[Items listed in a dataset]
_ _ _ _ _

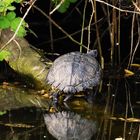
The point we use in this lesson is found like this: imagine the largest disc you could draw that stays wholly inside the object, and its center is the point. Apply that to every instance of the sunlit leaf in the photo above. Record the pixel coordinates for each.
(11, 8)
(11, 15)
(15, 23)
(4, 23)
(4, 55)
(72, 1)
(128, 73)
(135, 65)
(18, 1)
(2, 113)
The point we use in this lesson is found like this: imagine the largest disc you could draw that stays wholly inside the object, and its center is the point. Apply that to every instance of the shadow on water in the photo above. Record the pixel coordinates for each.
(26, 115)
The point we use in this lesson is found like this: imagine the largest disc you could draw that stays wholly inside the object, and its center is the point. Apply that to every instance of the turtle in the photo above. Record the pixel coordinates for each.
(74, 72)
(67, 125)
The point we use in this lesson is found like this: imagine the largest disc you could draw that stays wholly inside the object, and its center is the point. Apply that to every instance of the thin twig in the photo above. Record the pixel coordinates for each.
(128, 11)
(18, 25)
(54, 23)
(89, 26)
(57, 7)
(83, 24)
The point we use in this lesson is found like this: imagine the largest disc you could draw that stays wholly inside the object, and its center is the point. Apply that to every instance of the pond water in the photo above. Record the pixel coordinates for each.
(113, 115)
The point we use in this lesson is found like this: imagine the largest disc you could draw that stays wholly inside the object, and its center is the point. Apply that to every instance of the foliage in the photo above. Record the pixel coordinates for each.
(64, 6)
(7, 5)
(8, 17)
(11, 21)
(4, 54)
(2, 112)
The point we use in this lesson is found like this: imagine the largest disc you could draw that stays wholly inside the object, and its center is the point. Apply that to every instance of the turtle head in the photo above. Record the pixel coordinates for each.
(93, 53)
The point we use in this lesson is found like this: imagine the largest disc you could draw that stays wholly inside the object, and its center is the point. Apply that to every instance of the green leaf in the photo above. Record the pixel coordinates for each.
(4, 55)
(14, 24)
(11, 16)
(2, 112)
(18, 1)
(64, 6)
(72, 1)
(11, 8)
(4, 23)
(2, 9)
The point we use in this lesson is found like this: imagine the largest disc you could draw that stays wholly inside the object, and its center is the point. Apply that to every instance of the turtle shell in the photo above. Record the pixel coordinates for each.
(74, 72)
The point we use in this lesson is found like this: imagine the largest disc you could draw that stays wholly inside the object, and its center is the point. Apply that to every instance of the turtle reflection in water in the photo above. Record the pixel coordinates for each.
(74, 72)
(70, 126)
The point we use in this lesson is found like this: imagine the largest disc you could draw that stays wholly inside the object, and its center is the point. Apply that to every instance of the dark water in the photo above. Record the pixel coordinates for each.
(114, 113)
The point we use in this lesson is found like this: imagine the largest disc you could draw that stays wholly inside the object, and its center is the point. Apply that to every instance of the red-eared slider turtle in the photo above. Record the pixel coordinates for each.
(74, 72)
(70, 126)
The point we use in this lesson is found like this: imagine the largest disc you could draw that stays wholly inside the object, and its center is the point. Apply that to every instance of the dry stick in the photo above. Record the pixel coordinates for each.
(57, 7)
(138, 134)
(132, 39)
(51, 31)
(83, 24)
(113, 34)
(54, 23)
(118, 39)
(137, 45)
(18, 25)
(98, 37)
(72, 34)
(128, 11)
(89, 26)
(126, 112)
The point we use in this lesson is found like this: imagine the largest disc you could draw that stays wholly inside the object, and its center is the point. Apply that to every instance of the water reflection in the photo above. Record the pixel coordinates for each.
(70, 126)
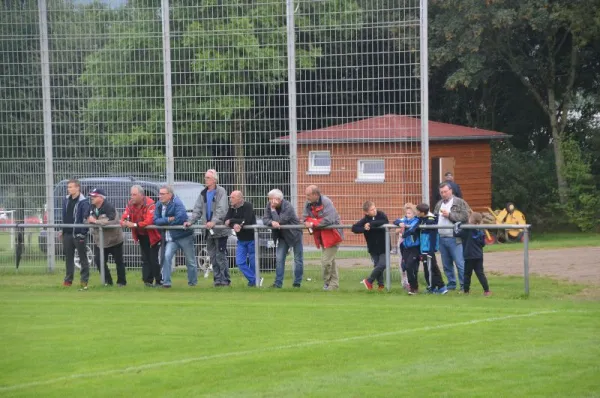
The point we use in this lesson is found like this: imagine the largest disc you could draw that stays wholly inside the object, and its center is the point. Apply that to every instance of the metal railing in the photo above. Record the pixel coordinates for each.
(257, 228)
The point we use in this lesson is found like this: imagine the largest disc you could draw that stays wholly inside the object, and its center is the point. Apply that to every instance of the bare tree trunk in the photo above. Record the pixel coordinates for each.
(559, 159)
(239, 159)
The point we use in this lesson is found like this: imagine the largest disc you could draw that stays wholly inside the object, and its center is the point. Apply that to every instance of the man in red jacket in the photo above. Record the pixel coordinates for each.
(137, 215)
(319, 213)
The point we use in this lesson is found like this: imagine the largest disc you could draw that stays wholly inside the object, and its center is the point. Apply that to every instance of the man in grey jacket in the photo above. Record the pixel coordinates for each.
(451, 210)
(280, 212)
(211, 208)
(103, 212)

_ _ _ _ _

What the task requires
Duplicate the lines above word for word, with the pictures left out.

Answer to this problem
The point we use in this lesson is found like this: imagine the largest disc you could draw that stays wholly inside the object, and its center is the point. Apply that to every instance of the sunlit leaf in the photo above. Record the pixel coordinates for each.
(11, 8)
(11, 15)
(15, 23)
(4, 23)
(4, 55)
(72, 1)
(128, 73)
(135, 65)
(18, 1)
(2, 113)
The point we use in this lesson is found like this: imagine the largest disc you could draw that stays wholly inside the object, and its center is the point. Apply that to every instance of the shadow on water in the photo above. Record the pixel coordinates for each.
(26, 115)
The point we use in this lesson is found like this: imagine the largest disc you could draw that stays wholly inside the object, and its center is the point. Apply that to every instance of the turtle in the photo above. Record the pixel coordinates for each.
(74, 72)
(67, 125)
The point we use in this lesson is found like this: imagine the largest disc you could draw that stays wholly inside the object, and its center is the point. Apply that to every instance of the thin twig in the photo above. Record the pixel coordinates for each.
(128, 11)
(18, 25)
(54, 23)
(89, 26)
(57, 7)
(83, 24)
The point we use in this lesson is found like this: imagine the largest disc you could draw that stays wholly inside the object, and its center is the point. Apply that to every instance of the pond water in the photo above. Record the pixel coordinates for each.
(113, 115)
The point we use in this lesson is found like this: imagine the largest disc you could draw that stays wholly inside the object, and its center is the point. Apply that to every instance of the foliage in the photo above. Record the pixel coordinates for each.
(64, 6)
(7, 5)
(8, 17)
(11, 21)
(4, 54)
(2, 112)
The point we use in this lesson is found like this: imagine the largest disc you could draw that stays wholly inside the object, and its center is the point. Apply that to every instance of the turtle head in the photo above. Record the pixel coordinates for each.
(93, 53)
The point we use in this lesson is found like this: imagine the largest disc you could draw that stays wholly inside the object, and its center is the point. Apply that to every instance of the green leaf in the photo above. Record the pixel coordinates for each.
(4, 55)
(14, 24)
(11, 16)
(2, 112)
(18, 1)
(64, 6)
(72, 1)
(11, 8)
(4, 23)
(2, 9)
The point we use in this lesson is found like this: imagine the largest disc you could draw that stays wholly inside the object, and its center is the point. Apply that to every instance of the turtle shell in the photo above. Record the pixel coordinates for each.
(74, 72)
The point we use in this lesson is found like this: imagine the largest disc you could draw that stays wholly inside the object, and its center is the point. Apply that to every instance of the turtle reflection in water in the photo above. Record the pixel coordinates for each.
(74, 72)
(70, 126)
The point we use in this lesson is found like this: imagine the largest disc you could draw that stays wholly inside the object, and its center is the point. Apply that to every instance of the dark water in the photo above. Record the pixel coordinates for each.
(114, 113)
The point we use in this lesson is found like this: imagine the largest disc you could draw that stays wholly inside the object, and its center is the point. Apply that to every instance of the red-eared slider turtle in the photo above. Record the pixel coordinates for each.
(74, 72)
(70, 126)
The point we use in this lesson is found like this: imagine the largest disc you could draw that stays wholly inside the object, and its center is the point. Apply that to every instance of the dry stick in the photo above. Record the pixel coordinates for each.
(57, 7)
(138, 134)
(132, 39)
(51, 31)
(83, 24)
(113, 34)
(54, 23)
(118, 39)
(137, 45)
(18, 25)
(98, 37)
(72, 34)
(128, 11)
(89, 26)
(126, 112)
The point we use in this lesson is found like this: imagine the largest disc you could draw that stays wholly inside the object, and its center is the point. Apply that to every instance of the water reflection in the photo above. Record the pixel coordinates for each.
(70, 126)
The point we use in this lesson is found like this: imagine the largest disc you could draw that stays wholly inside the object, and its center is the point. Apply that to every instance of the metal railing in the photo above. Record the pixel coordinates for each.
(257, 228)
The point we use in this lesson is found like this: imagine the largest disc you could draw that stays wholly inside the object, and its center is the point. Apply that to every instance of the bare tree trunk in the photo above. Record the pixel coordinates for each.
(559, 159)
(239, 159)
The point we use in this lesson is found like this: imagine the largest disc you could draw that stays wholly inside the object, and its center is the point. Apply that to every instance of the man in red jacket in the photo above. Record the pixel coordinates for each.
(137, 215)
(319, 213)
The point we use in this lesson is found like this: imagine the largest disc you could draw that stays wholly inside the object, and its center is the point. Apply that to every instance of the man in grey jacket in the photo above. Record the pixel coordinates for each.
(451, 210)
(280, 212)
(211, 208)
(103, 212)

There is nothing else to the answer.